▶ _WRITTEN INSTRUCTION_
Reproduce every line of the material below verbatim, leaving out the pictures.

--- Start ---

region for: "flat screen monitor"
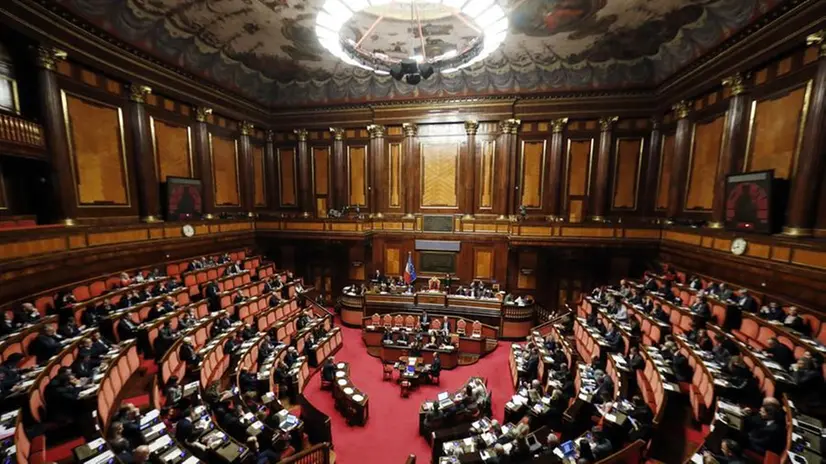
[166,177,204,221]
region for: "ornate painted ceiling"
[54,0,784,106]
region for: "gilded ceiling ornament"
[551,118,568,134]
[330,127,344,140]
[402,122,419,137]
[723,73,746,95]
[129,84,152,103]
[671,100,690,119]
[195,106,212,122]
[599,116,619,132]
[35,45,68,71]
[367,124,385,139]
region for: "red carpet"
[304,327,513,464]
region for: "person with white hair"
[178,337,201,369]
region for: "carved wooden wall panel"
[210,134,241,206]
[63,92,130,206]
[151,118,192,182]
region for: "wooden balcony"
[0,113,46,158]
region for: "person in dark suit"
[737,288,757,313]
[744,404,786,454]
[765,337,795,369]
[45,366,81,418]
[178,337,201,368]
[591,427,614,461]
[703,438,748,464]
[29,325,61,364]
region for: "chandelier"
[315,0,508,84]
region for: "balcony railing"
[0,113,46,151]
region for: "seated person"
[703,438,748,464]
[321,356,336,382]
[29,324,62,364]
[765,337,795,369]
[759,301,786,322]
[783,306,811,335]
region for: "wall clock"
[731,237,749,256]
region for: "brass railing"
[0,114,45,148]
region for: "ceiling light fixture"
[315,0,508,85]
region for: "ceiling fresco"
[53,0,783,107]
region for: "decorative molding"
[671,100,691,119]
[499,119,522,135]
[34,45,69,71]
[806,29,826,58]
[195,106,212,122]
[551,118,568,134]
[293,129,309,142]
[402,122,419,137]
[330,127,344,140]
[367,124,387,139]
[129,84,152,103]
[723,73,746,96]
[599,116,619,132]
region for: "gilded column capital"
[599,116,619,132]
[723,73,746,96]
[367,124,385,139]
[34,45,68,71]
[402,122,419,137]
[241,121,255,136]
[330,127,344,140]
[129,84,152,103]
[671,100,691,119]
[551,118,568,134]
[806,29,826,58]
[195,106,212,122]
[499,119,522,134]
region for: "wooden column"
[783,30,826,236]
[497,119,522,219]
[548,118,568,221]
[264,129,279,210]
[708,73,749,229]
[402,123,419,218]
[668,100,691,219]
[330,127,342,210]
[238,121,255,217]
[293,129,315,217]
[35,46,78,226]
[128,84,161,222]
[459,121,479,219]
[591,116,619,222]
[367,124,385,217]
[641,118,663,216]
[195,106,215,219]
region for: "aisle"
[304,324,513,464]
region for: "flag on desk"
[404,253,416,285]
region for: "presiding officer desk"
[340,287,535,339]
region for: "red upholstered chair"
[456,319,467,335]
[470,321,482,338]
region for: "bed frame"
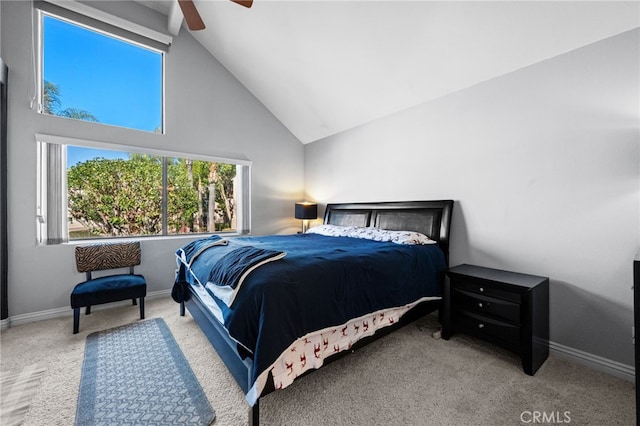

--- End ---

▶ _CORRECT RESULT_
region for: "flat screen monitor"
[166,177,204,221]
region for: "ornate painted ceiling"
[54,0,784,106]
region for: "gilded ceiling ornament"
[551,118,568,134]
[330,127,344,140]
[402,122,419,137]
[723,73,746,95]
[129,84,152,103]
[671,100,690,119]
[195,106,212,122]
[599,116,619,132]
[35,45,68,71]
[367,124,385,139]
region for: "red carpet"
[304,327,513,464]
region for: "person with white hair"
[178,337,201,369]
region for: "carved wooden wall panel"
[210,134,241,206]
[63,92,130,206]
[151,118,192,182]
region for: "wooden balcony"
[0,113,46,158]
region for: "person in dark suit"
[737,288,757,313]
[744,404,786,454]
[765,337,795,369]
[45,366,81,418]
[178,337,201,368]
[591,427,614,461]
[703,438,748,464]
[29,325,61,364]
region for: "chandelier"
[315,0,508,84]
region for: "balcony railing"
[0,113,46,151]
region for: "seated person"
[703,438,748,464]
[321,356,336,382]
[29,324,62,364]
[765,337,795,369]
[759,301,786,322]
[783,306,811,335]
region for: "wall clock"
[731,237,749,256]
region for: "brass railing"
[0,114,45,148]
region for: "ceiling light fixture"
[315,0,508,85]
region for: "ceiling fresco"
[53,0,783,107]
region for: "decorative molding"
[671,100,691,119]
[499,119,522,135]
[34,45,69,71]
[806,29,826,58]
[195,106,212,122]
[551,118,568,134]
[293,129,309,142]
[402,122,419,137]
[330,127,344,140]
[367,124,387,139]
[129,84,152,103]
[723,73,746,96]
[599,116,619,132]
region for: "gilded column capital"
[599,116,619,132]
[723,73,746,96]
[367,124,385,139]
[34,45,68,71]
[402,122,419,137]
[241,121,255,136]
[330,127,344,140]
[129,84,152,103]
[671,100,691,119]
[551,118,568,134]
[806,29,826,58]
[195,106,212,122]
[499,119,522,134]
region for: "wooden column"
[783,30,826,236]
[497,119,522,219]
[548,118,568,221]
[264,129,279,210]
[708,73,749,229]
[402,123,419,218]
[668,100,691,219]
[330,127,342,210]
[238,121,255,217]
[293,129,315,217]
[35,46,78,226]
[128,84,161,222]
[459,121,479,219]
[591,116,619,222]
[367,124,385,217]
[641,118,663,216]
[195,106,215,219]
region for: "aisle"
[304,324,513,464]
region for: "flag on desk"
[404,253,416,285]
region for: "presiding officer desk"
[340,287,535,339]
region for: "red upholstered chair"
[456,319,467,335]
[470,321,482,338]
region for: "bed frame"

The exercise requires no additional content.